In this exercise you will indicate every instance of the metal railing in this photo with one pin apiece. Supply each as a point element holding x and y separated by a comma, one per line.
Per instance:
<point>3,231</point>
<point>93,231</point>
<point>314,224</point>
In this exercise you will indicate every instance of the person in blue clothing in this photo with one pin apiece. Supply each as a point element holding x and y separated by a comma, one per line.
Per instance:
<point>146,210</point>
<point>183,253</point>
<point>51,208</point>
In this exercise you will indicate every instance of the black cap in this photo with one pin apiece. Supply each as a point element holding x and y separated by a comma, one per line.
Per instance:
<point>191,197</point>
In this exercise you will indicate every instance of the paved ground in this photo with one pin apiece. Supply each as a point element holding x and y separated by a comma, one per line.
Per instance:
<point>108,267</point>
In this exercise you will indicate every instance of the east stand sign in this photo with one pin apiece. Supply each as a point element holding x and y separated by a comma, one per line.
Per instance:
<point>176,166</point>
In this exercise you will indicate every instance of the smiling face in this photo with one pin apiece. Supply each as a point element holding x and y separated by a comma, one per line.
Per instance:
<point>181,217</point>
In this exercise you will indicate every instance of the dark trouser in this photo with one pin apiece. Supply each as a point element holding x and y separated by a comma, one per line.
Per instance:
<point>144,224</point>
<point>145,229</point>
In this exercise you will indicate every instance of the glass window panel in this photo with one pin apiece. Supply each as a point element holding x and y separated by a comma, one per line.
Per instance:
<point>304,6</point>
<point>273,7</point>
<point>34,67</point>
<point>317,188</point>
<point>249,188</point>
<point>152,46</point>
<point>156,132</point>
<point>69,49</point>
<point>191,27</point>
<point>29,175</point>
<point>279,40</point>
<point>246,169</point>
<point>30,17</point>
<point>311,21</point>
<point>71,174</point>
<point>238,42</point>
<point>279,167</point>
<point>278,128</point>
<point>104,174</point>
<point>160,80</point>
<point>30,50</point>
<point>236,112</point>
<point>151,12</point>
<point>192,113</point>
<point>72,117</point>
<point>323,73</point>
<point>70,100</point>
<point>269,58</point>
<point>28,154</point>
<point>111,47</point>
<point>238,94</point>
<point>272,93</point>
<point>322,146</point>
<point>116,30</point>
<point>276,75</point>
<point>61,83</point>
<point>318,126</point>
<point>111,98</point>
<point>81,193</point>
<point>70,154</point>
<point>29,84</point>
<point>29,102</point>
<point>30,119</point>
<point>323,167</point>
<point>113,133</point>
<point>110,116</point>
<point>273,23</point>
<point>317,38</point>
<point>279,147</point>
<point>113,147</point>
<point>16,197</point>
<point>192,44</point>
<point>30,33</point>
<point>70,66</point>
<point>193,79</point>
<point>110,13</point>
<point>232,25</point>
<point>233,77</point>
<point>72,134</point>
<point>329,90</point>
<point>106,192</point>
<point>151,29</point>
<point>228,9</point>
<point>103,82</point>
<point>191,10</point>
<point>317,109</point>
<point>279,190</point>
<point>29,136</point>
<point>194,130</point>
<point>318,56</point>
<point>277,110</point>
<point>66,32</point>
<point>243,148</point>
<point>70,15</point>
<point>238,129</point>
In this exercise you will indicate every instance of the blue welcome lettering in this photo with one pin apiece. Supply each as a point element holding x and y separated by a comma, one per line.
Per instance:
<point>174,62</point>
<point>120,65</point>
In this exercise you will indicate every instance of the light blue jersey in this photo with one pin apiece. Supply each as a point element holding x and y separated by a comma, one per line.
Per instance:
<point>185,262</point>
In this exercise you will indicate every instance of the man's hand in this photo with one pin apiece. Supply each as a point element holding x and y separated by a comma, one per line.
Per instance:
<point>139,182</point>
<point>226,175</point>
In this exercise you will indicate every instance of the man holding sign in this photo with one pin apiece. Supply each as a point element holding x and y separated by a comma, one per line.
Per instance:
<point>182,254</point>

Assignment -> From the first line to the last, reproduce the data above exactly.

Response below ->
In this exercise you will indicate every instance of the metal railing in this photo with one pin apiece. Supply each as a point element holding x and y separated by a comma, one per line.
Per instance:
<point>3,231</point>
<point>93,231</point>
<point>314,224</point>
In this exercise you will indicate every instance of the person in blue clothing in this photo with one pin apiece. Supply each as a point element holding x and y separated by a comma, one per line.
Per instance:
<point>146,210</point>
<point>183,253</point>
<point>51,208</point>
In this exercise you will indicate every instance of the black cap in this photo with one pin apiece. Supply each as a point element holding x and y separated by a comma, one per line.
Per instance:
<point>191,197</point>
In this exercise you will indicate every instance of the paved ground in this photo with one pin apiece. Supply each as a point element holding x and y separated by a comma, one per line.
Per instance:
<point>108,267</point>
In this exercise you will indicate every instance of the east stand sign in this photo with one pin apiece. Supply each as a point element holding x and y separated by a comma, one per line.
Per instance:
<point>176,166</point>
In this exercise you will indicate every instance of the smiling face in this photo with one pin apiece. Supply each as a point element holding x and y separated by a comma, one per line.
Per instance:
<point>181,217</point>
In this exercise you will indicate every instance of the dark trouser in this photo with one pin apiece. Supply each as a point element holding x and y separated by a comma, one per line.
Per instance:
<point>144,224</point>
<point>145,229</point>
In this exercise you will indicate every instance of the glass window panel in this photo with one pin apiece. Supply each as a point element holding x and y separated by a comma, one per line.
Per instance:
<point>304,6</point>
<point>273,7</point>
<point>34,67</point>
<point>317,188</point>
<point>249,188</point>
<point>152,46</point>
<point>156,132</point>
<point>69,49</point>
<point>191,27</point>
<point>29,175</point>
<point>279,40</point>
<point>246,169</point>
<point>30,17</point>
<point>311,21</point>
<point>71,174</point>
<point>238,42</point>
<point>279,167</point>
<point>278,128</point>
<point>104,174</point>
<point>160,80</point>
<point>30,50</point>
<point>236,112</point>
<point>151,12</point>
<point>192,113</point>
<point>72,117</point>
<point>323,73</point>
<point>70,100</point>
<point>269,58</point>
<point>28,154</point>
<point>111,47</point>
<point>238,94</point>
<point>272,93</point>
<point>322,146</point>
<point>116,30</point>
<point>276,75</point>
<point>61,83</point>
<point>318,126</point>
<point>111,98</point>
<point>81,193</point>
<point>70,154</point>
<point>29,84</point>
<point>29,102</point>
<point>30,119</point>
<point>323,167</point>
<point>113,133</point>
<point>110,116</point>
<point>273,23</point>
<point>317,38</point>
<point>279,147</point>
<point>113,147</point>
<point>16,197</point>
<point>192,44</point>
<point>30,33</point>
<point>70,66</point>
<point>193,79</point>
<point>110,13</point>
<point>232,25</point>
<point>233,77</point>
<point>72,134</point>
<point>329,90</point>
<point>106,192</point>
<point>151,29</point>
<point>228,9</point>
<point>103,82</point>
<point>191,10</point>
<point>317,109</point>
<point>279,190</point>
<point>29,136</point>
<point>194,130</point>
<point>318,56</point>
<point>277,110</point>
<point>66,32</point>
<point>243,148</point>
<point>70,15</point>
<point>238,129</point>
In this exercise you will indicate every instance of the blue welcome lettering in this photo with one pin apiece. Supply each as a point element holding x and y separated by a comma, one per line.
Per instance:
<point>174,62</point>
<point>120,65</point>
In this exercise you will indicate every instance of the light blue jersey in this photo with one pin apiece. Supply each as a point element holding x and y separated by a comma, one per line.
Per instance:
<point>185,262</point>
In this exercise you will indicate every instance of the man's hand in this photo with one pin apiece. Supply each as a point element holding x and y separated by a comma, one per line.
Per instance:
<point>139,182</point>
<point>226,175</point>
In this exercise you will indicate every instance of the man holding sign in this photo with one pin apiece. Supply each as a point element holding x and y separated by a comma, one per line.
Per instance:
<point>182,254</point>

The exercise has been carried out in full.